→ **To do**
Please write out every entry below, word for word.

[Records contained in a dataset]
■ ■ ■ ■ ■

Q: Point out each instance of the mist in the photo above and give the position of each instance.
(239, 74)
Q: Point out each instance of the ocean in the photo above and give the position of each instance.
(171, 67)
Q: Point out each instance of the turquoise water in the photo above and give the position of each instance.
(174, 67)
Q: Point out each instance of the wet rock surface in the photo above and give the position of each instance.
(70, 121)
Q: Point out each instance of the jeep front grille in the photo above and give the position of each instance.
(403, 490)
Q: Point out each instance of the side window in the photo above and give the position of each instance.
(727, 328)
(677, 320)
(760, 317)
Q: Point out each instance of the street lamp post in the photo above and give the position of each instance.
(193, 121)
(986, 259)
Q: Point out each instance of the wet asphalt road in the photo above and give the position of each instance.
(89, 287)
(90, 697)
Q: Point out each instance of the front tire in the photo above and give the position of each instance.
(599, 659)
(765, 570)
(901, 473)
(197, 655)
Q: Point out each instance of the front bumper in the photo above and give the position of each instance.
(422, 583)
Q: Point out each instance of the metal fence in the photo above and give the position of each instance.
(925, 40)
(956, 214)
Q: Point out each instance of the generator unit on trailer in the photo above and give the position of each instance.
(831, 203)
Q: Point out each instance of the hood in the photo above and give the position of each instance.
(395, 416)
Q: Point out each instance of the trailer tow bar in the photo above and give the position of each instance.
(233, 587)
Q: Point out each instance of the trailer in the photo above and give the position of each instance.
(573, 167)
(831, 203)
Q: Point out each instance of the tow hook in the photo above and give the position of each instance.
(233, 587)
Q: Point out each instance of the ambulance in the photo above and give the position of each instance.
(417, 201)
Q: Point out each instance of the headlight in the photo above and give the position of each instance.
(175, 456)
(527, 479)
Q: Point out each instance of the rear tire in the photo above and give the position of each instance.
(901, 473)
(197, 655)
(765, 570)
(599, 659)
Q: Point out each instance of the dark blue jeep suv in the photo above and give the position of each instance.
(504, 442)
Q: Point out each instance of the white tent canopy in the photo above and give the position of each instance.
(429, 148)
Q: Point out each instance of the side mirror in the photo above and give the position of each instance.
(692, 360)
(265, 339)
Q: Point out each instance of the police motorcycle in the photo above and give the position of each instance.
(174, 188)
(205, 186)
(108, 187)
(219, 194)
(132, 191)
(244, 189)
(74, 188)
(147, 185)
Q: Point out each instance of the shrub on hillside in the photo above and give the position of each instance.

■ ■ ■ ■ ■

→ **Completed exercise**
Q: Point out each instance of the mist in the photo above and give the position of each instance.
(239, 74)
Q: Point out each instance of the ocean in the photo above and give the position of each instance.
(171, 67)
Q: Point out each instance of the turquoise water in the photo above and give the position of each instance.
(174, 67)
Q: Point out each instance of the wet rock surface in the photo above and give the position of each instance.
(70, 121)
Q: Point out each instance of the jeep front grille in the photo above and give the position of each instance.
(403, 490)
Q: Point out each instance of the side window in the photo above and give the position of each instance.
(727, 328)
(677, 320)
(760, 317)
Q: Point out each instance of the street lamp post in the photo above and give the position of each instance.
(193, 121)
(986, 259)
Q: Point out each instance of the wet asphalt road in the photo above and give the position of each instance.
(89, 287)
(90, 697)
Q: Point out each instance of the front tire in the photo above and give the position of each instance.
(599, 659)
(765, 570)
(901, 473)
(197, 655)
Q: Point out each instance of the front bumper in the photo above and give the position of each instance.
(422, 583)
Q: Point out each instance of the metal fence in the photo above and give the position of each instance.
(925, 40)
(956, 214)
Q: Point out each instance of the generator unit on trailer in the photo above and give the position of each instance.
(831, 203)
Q: Point out each instance of the hood in the photo above and give the position of each instance.
(395, 416)
Q: Point out each instance of the trailer tow bar in the photo above and give the position of each instance.
(233, 587)
Q: Point out each instance of the trailer in the photo above and give the position of each instance.
(573, 167)
(831, 203)
Q: Point out each instance of the tow hook in the photo above and give the position of each instance.
(233, 587)
Q: Point out each instance of the ambulance in the photo above and give the position of each instance.
(417, 201)
Q: Point out each instance of the headlight in the photo above and give the position of each instance.
(175, 456)
(527, 479)
Q: Point out each instance of the rear tire in the photo above and give the position of each instance.
(901, 473)
(197, 655)
(765, 570)
(599, 659)
Q: Point out each instance of the dark blue jeep suv in the photo above and give the position of each instance.
(504, 442)
Q: Point out each instance of the white tent canopy in the photo above and give the position of each instance.
(429, 148)
Q: Point out each instance of the side mirror in the photo above and give the position of each instance.
(692, 360)
(265, 339)
Q: Point out each instance of the police motorcycle in the photo above and give the position of each instance.
(174, 188)
(205, 186)
(108, 187)
(219, 194)
(132, 191)
(244, 189)
(74, 188)
(147, 185)
Q: Point out each instance of the shrub on hillside in the photo above and give the position of each instance.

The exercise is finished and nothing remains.